Verilen Alıştırma
Danıştay kararından alınan metinde "Karar veren Danıştay" sözcükleriyle açılıp "yükümlü olduğu belirtilmiştir." sözcükleriyle kapanan bölümü hiçbir değişiklik yapmadan yeniden yazın.

Metinden Alıntı
──────────────────────────────

Karar veren Danıştay Dokuzuncu Dairesince, Tetkik Hâkiminin açıklamaları dinlendikten ve dosyadaki belgeler incelendikten sonra gereği görüşüldü:
KARAR : İNCELEME VE GEREKÇE:
MADDİ OLAY:
Davacının 6552 Sayılı İş Kanunu ile Bazı Kanun ve Kanun Hükmünde Kararnamelerde Değişiklik Yapılması ile Bazı Alacakların Yeniden Yapılandırılmasına Dair Kanun kapsamında yaptığı yapılandırma başvurusunun, borcun 6552 Sayılı Kanun'un yayım tarihi olan 11/09/2014 tarihinde kesinleşmediğinden bahisle reddine dair 08/12/2014 tarih ve 20164 Sayılı işlemin iptali istenilmektedir.
İLGİLİ MEVZUAT:
Türkiye Cumhuriyeti Anayasası'nın 125. maddesinin ilk fıkrasında ; "İdarenin her türlü eylem ve işlemlerine karşı yargı yolu açıktır." hükmü yer almakta olup, aynı maddenin son fıkrasında; idarenin, kendi eylem ve işlemlerinden doğan zararı ödemekle yükümlü olduğu belirtilmiştir.
6552 Sayılı İş Kanunu ile Bazı Kanun ve Kanun Hükmünde Kararnamelerde Değişiklik Yapılması ile Bazı Alacakların Yeniden Yapılandırılmasına Dair Kanun'un 73. maddesiyle; maddede sayılan ve kesinleşmiş olup bu Kanun'un yayımlandığı tarih itibarıyla vadesi geldiği hâlde ödenmemiş olan ya da ödeme süresi henüz geçmemiş bulunan alacakların ödenmemiş kısmının tamamı ile bunlara bağlı faiz, cezai faiz, gecikme faizi, gecikme zammı gibi ferî amme alacakları yerine bu Kanun'un yayımlandığı tarihe kadar Yİ-ÜFE aylık değişim oranları esas alınarak hesaplanacak tutarın; ödenmemiş alacağın sadece ferî alacaktan ibaret olması hâlinde ferî alacak yerine Yİ-ÜFE aylık değişim oranları esas alınarak hesaplanacak tutarın, bu maddede belirtilen süre ve şekilde tamamen ödenmesi şartıyla alacaklara bağlı faiz, cezai faiz, gecikme faizi, gecikme zammı gibi ferî amme alacaklarının tahsilinden vazgeçileceği kuralı getirilmiştir.

──────────────────────────────

Kayıtlı Veriler
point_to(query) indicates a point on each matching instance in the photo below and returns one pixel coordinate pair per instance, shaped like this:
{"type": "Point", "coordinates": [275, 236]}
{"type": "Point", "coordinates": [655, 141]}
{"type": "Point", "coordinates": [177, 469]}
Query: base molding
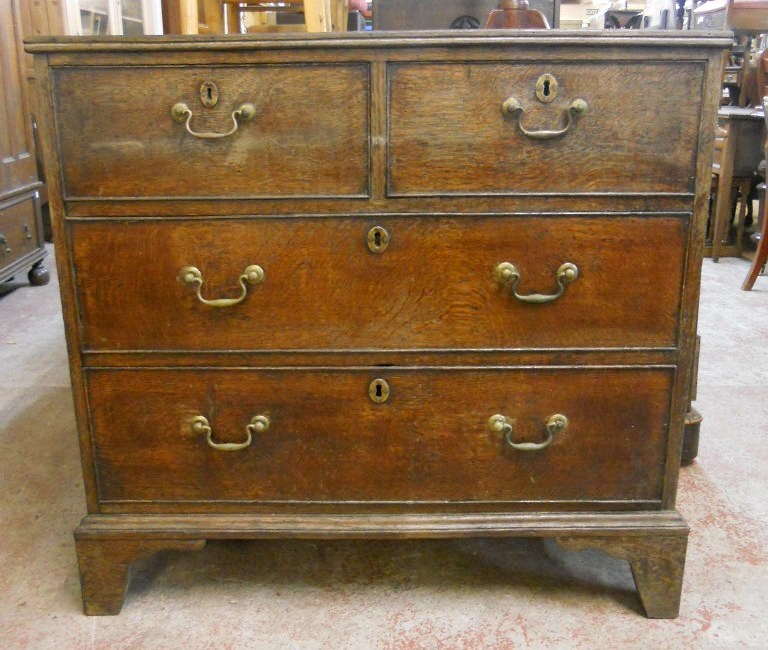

──────────────────────────────

Alıştırmanın Cevabı
Karar veren Danıştay Dokuzuncu Dairesince, Tetkik Hâkiminin açıklamaları dinlendikten ve dosyadaki belgeler incelendikten sonra gereği görüşüldü:
KARAR : İNCELEME VE GEREKÇE:
MADDİ OLAY:
Davacının 6552 Sayılı İş Kanunu ile Bazı Kanun ve Kanun Hükmünde Kararnamelerde Değişiklik Yapılması ile Bazı Alacakların Yeniden Yapılandırılmasına Dair Kanun kapsamında yaptığı yapılandırma başvurusunun, borcun 6552 Sayılı Kanun'un yayım tarihi olan 11/09/2014 tarihinde kesinleşmediğinden bahisle reddine dair 08/12/2014 tarih ve 20164 Sayılı işlemin iptali istenilmektedir.
İLGİLİ MEVZUAT:
Türkiye Cumhuriyeti Anayasası'nın 125. maddesinin ilk fıkrasında ; "İdarenin her türlü eylem ve işlemlerine karşı yargı yolu açıktır." hükmü yer almakta olup, aynı maddenin son fıkrasında; idarenin, kendi eylem ve işlemlerinden doğan zararı ödemekle yükümlü olduğu belirtilmiştir.